→ Your objective
Retrieve every line of the data holding the word "target".

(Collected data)
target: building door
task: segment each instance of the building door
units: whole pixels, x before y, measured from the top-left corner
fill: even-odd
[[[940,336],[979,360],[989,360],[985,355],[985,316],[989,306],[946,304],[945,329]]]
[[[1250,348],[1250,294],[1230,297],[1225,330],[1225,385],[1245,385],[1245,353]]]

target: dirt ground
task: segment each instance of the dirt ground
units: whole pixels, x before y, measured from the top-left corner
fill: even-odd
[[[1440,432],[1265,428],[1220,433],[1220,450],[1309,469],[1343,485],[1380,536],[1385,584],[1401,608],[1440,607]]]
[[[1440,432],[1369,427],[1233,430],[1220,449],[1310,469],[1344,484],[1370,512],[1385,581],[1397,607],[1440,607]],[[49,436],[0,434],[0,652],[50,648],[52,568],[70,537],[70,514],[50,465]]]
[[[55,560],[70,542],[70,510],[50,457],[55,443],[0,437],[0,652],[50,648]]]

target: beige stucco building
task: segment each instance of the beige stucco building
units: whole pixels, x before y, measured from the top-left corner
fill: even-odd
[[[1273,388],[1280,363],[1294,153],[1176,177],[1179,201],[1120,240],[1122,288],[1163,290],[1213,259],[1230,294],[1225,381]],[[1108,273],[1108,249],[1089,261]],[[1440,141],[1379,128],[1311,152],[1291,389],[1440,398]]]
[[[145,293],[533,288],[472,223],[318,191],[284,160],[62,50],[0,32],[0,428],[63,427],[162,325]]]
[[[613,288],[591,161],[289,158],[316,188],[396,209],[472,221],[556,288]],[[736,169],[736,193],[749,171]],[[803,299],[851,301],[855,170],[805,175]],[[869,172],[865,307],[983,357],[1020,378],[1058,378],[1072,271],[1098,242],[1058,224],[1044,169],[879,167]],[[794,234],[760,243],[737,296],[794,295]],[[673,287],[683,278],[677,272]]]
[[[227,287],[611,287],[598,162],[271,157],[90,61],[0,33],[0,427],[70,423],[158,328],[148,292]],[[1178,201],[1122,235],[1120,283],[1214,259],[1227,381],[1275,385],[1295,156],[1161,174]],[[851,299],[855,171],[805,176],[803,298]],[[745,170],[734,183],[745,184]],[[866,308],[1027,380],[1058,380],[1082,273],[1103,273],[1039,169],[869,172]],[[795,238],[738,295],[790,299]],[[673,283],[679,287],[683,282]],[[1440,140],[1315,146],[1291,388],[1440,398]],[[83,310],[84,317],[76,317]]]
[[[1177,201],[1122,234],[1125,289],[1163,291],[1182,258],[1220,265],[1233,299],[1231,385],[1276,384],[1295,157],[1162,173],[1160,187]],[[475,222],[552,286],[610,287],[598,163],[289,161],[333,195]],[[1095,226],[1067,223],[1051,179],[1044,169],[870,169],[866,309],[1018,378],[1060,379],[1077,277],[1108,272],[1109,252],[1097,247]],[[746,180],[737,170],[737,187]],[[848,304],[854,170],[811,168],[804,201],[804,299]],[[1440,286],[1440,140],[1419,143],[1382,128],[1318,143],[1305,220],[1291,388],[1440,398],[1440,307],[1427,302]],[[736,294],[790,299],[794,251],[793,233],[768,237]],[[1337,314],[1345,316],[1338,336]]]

→ Reply
target: building door
target: dirt ground
target: beige stucco building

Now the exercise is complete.